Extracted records
^^^^
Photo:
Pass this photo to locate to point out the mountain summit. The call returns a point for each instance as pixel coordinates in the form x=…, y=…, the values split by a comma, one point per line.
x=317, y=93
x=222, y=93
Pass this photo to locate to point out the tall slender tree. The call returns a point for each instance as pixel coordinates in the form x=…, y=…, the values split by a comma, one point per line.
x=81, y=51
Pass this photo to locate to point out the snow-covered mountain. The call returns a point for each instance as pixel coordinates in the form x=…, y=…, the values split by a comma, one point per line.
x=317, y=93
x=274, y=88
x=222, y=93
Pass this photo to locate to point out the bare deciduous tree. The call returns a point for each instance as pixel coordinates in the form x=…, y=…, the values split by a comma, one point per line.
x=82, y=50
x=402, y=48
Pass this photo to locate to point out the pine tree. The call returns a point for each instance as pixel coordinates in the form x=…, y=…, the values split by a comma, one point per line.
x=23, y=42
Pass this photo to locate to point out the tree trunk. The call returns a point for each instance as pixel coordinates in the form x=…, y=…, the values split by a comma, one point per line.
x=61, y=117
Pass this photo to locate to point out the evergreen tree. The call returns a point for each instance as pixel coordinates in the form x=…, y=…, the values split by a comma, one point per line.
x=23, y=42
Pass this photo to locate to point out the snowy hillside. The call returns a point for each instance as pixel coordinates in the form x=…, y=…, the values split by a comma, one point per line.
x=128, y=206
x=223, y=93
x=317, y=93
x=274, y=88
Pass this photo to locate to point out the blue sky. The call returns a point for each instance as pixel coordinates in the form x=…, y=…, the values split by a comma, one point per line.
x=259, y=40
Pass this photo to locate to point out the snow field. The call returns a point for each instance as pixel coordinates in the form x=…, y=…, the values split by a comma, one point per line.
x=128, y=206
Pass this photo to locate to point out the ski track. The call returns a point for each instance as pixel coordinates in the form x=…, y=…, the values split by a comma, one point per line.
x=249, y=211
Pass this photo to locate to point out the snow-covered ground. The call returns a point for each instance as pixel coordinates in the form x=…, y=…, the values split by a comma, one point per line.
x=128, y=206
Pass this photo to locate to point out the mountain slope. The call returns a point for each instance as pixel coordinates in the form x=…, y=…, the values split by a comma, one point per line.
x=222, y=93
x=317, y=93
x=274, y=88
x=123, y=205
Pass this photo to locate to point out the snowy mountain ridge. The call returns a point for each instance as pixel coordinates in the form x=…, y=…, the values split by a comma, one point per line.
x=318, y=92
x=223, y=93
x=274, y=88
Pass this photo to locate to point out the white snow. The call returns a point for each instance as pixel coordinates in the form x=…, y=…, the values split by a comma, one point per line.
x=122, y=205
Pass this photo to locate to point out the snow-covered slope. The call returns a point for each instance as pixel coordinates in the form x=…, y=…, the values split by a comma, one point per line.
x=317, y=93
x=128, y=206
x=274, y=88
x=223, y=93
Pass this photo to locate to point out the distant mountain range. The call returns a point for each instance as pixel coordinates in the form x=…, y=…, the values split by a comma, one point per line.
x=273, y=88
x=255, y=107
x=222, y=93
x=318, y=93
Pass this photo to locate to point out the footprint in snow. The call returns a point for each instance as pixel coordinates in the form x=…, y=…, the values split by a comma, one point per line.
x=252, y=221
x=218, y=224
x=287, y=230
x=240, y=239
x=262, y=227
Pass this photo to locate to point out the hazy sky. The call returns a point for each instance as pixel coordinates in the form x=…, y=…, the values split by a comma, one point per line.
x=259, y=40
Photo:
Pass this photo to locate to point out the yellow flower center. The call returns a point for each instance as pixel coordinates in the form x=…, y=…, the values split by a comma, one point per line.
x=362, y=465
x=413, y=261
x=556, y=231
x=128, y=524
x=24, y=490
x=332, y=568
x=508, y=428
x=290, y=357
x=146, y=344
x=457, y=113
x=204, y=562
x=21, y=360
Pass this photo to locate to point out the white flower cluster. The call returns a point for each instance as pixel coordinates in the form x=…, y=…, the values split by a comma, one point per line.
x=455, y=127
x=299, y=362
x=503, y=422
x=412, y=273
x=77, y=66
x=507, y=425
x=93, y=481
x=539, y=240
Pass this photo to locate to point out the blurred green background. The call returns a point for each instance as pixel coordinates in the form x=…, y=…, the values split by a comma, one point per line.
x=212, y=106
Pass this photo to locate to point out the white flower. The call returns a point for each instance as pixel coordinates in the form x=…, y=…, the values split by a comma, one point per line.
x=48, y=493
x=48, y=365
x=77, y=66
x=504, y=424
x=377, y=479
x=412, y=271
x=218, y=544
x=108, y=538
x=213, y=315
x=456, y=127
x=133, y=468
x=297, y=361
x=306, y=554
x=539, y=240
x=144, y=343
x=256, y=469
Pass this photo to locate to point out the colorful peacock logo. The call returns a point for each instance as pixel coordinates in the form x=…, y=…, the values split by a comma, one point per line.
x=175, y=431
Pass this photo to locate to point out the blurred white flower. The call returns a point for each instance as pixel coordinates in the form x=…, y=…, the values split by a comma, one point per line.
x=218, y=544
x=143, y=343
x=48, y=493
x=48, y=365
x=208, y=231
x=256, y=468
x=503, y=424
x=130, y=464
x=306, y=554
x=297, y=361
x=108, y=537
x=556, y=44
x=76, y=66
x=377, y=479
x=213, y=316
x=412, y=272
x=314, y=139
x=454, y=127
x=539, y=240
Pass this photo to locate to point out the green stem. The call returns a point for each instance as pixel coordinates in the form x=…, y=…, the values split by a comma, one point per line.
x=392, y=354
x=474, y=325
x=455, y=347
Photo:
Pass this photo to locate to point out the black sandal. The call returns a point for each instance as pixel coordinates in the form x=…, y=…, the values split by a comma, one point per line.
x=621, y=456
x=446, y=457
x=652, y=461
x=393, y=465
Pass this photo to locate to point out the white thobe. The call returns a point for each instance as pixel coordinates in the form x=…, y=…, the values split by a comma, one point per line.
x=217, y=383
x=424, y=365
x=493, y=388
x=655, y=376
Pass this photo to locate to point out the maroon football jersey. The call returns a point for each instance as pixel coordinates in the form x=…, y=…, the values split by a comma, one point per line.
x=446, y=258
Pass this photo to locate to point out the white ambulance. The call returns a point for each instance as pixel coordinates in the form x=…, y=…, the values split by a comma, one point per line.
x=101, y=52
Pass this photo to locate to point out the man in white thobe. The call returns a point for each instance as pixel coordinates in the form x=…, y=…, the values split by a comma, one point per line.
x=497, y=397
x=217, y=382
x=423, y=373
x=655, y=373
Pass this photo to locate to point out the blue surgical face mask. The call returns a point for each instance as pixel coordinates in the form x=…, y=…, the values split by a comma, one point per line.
^^^^
What the exercise asks: Give back exactly the lines beginning at the one with "Pass this photo to locate to point out the white thobe." and ending at the final line of the material; both boundary lines belong in it.

Task answer:
Pass this photo to locate to point out the white thobe. The call returns a point for each instance as pixel coordinates in the form x=…, y=…, the values split by a comma, one point per line.
x=217, y=383
x=424, y=365
x=493, y=388
x=655, y=376
Pass this photo to locate to point out the maroon football jersey. The call returns a point for each instance as pixel coordinates in the form x=…, y=…, the values split by a comma, one point per line.
x=446, y=258
Pass this photo to locate to point out the white ambulance. The call returns a point for each instance as pixel coordinates in the form x=…, y=…, the values split by a comma, one point per line.
x=101, y=52
Pass this photo to locate to point out the man in white thobe. The call returns a point for each instance as pixel coordinates in the form x=…, y=…, the values split by a comma, one point per line.
x=497, y=397
x=217, y=382
x=423, y=373
x=655, y=373
Pass this photo to locate to point out the blue surgical face mask. The call returns a point for each instance as pixel coordinates in the form x=…, y=…, the values split by a comma, one point per line.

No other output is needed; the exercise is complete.